## Objectives
1. According to the Borremans profile, on the outskirts of which city does the artist keep his studio complex?
2. Please print the part of the Borremans profile that opens with the words containing "From 2015: The" and closes with "he became successful.".

## Excerpt provided
From 2015: The Belgian artist’s enigmatic works are full of contradiction, humour, horror, beauty and a cautious approach to truth
On the eastern outskirts of Ghent, in a far-from-glitzy residential street, there’s a narrow terraced house with a battered wooden service door. The doorbell reads ‘Borremans’, and the first-time visitor might accordingly do a double take, wondering how one of the leading figurative painters of his generation can operate from here. Then the artist, a dapper figure in his early fifties, unlocks the door, we edge around a Porsche, and the courtyard opens up in front of the concealed studio complex – one of two, alongside a remodelled nineteenth-century chapel elsewhere in the city – that Michaël Borremans converted by hand a couple of decades ago, before he became successful.
It’s nearly twilight, the close of the artist’s working day. Before these big windows lose the light, we visit a sequence of voluminous, well-organised rooms, neat warrens of worktables and shelves and tasteful raw-brick walls, including a ground-floor winter studio and, on the first floor, a double-height summer one. We cross the nook, complete with canvas backdrop and, right now, a querulous little stuffed animal, where Borremans takes the photographs that serve as the basis for his paintings. In another space, using packing materials and card, he builds the sculptural sets from which he makes his tight, dreamlike drawings, characterised by impossible incongruities of scale. One room, opening onto the courtyard, is dominated by a mint-condition vintage Mercedes S-Class, gleaming black. Somewhere along the way we pass the adult-size rabbit suit that Borremans claims sometimes to wear while painting.

## Record list
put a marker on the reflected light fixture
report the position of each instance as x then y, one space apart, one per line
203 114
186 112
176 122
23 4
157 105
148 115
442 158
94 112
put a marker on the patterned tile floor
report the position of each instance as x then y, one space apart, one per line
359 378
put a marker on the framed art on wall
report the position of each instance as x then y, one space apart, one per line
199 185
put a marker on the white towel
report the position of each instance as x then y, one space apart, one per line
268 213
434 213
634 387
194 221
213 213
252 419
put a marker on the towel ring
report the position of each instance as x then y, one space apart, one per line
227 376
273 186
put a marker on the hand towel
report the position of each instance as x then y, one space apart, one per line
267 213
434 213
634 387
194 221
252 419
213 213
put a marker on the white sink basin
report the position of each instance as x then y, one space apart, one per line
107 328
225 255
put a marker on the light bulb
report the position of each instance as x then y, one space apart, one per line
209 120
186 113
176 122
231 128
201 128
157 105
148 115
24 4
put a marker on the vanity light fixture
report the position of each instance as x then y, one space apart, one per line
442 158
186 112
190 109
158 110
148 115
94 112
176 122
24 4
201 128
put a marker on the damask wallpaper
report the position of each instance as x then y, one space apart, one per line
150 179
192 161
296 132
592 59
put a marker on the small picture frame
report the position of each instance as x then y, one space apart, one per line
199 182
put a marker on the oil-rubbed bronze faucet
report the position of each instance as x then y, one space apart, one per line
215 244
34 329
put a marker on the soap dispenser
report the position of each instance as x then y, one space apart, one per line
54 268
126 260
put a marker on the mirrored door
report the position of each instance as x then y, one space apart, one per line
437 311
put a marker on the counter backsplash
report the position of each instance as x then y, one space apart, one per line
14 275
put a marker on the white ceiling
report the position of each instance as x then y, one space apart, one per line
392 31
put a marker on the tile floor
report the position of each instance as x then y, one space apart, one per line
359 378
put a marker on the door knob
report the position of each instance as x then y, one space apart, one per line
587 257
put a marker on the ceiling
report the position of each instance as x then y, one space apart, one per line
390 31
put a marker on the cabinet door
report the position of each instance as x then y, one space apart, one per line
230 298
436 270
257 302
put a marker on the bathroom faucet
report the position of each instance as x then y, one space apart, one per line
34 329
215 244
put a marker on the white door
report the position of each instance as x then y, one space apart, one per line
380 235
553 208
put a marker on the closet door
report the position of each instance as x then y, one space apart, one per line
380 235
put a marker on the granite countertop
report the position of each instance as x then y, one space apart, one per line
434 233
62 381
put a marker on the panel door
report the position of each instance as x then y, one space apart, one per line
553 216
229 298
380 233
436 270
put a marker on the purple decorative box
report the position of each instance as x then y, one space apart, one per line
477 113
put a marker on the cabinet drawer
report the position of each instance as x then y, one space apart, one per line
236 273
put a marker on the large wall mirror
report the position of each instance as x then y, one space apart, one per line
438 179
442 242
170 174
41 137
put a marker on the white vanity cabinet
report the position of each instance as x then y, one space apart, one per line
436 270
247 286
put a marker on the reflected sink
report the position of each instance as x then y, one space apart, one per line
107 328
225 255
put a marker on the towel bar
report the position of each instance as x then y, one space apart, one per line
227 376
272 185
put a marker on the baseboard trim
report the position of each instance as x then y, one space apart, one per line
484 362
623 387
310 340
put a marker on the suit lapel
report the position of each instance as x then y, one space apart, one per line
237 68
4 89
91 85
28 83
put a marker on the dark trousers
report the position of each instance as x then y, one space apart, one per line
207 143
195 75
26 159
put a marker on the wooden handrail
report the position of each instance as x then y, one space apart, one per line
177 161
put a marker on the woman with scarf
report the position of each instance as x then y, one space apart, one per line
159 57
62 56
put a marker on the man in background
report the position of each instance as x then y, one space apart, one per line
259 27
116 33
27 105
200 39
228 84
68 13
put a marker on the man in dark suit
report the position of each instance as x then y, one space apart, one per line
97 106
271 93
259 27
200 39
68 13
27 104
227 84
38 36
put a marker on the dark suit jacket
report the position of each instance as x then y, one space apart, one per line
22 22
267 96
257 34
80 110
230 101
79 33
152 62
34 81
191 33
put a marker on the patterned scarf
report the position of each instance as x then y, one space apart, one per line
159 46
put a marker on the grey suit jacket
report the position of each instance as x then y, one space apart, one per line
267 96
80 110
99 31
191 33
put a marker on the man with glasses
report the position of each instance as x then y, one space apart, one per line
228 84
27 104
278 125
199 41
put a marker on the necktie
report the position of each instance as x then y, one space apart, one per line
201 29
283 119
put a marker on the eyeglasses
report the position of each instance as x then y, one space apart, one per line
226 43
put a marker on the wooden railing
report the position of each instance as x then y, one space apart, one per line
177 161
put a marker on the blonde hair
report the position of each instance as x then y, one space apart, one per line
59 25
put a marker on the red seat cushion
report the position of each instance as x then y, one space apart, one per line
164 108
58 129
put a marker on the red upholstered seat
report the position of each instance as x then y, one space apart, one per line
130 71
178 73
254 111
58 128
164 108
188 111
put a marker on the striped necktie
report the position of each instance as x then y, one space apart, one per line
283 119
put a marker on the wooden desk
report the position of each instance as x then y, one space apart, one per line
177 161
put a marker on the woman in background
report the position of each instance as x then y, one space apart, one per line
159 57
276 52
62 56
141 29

## Answers
1. Ghent, on its eastern outskirts.

2.
From 2015: The Belgian artist’s enigmatic works are full of contradiction, humour, horror, beauty and a cautious approach to truth
On the eastern outskirts of Ghent, in a far-from-glitzy residential street, there’s a narrow terraced house with a battered wooden service door. The doorbell reads ‘Borremans’, and the first-time visitor might accordingly do a double take, wondering how one of the leading figurative painters of his generation can operate from here. Then the artist, a dapper figure in his early fifties, unlocks the door, we edge around a Porsche, and the courtyard opens up in front of the concealed studio complex – one of two, alongside a remodelled nineteenth-century chapel elsewhere in the city – that Michaël Borremans converted by hand a couple of decades ago, before he became successful.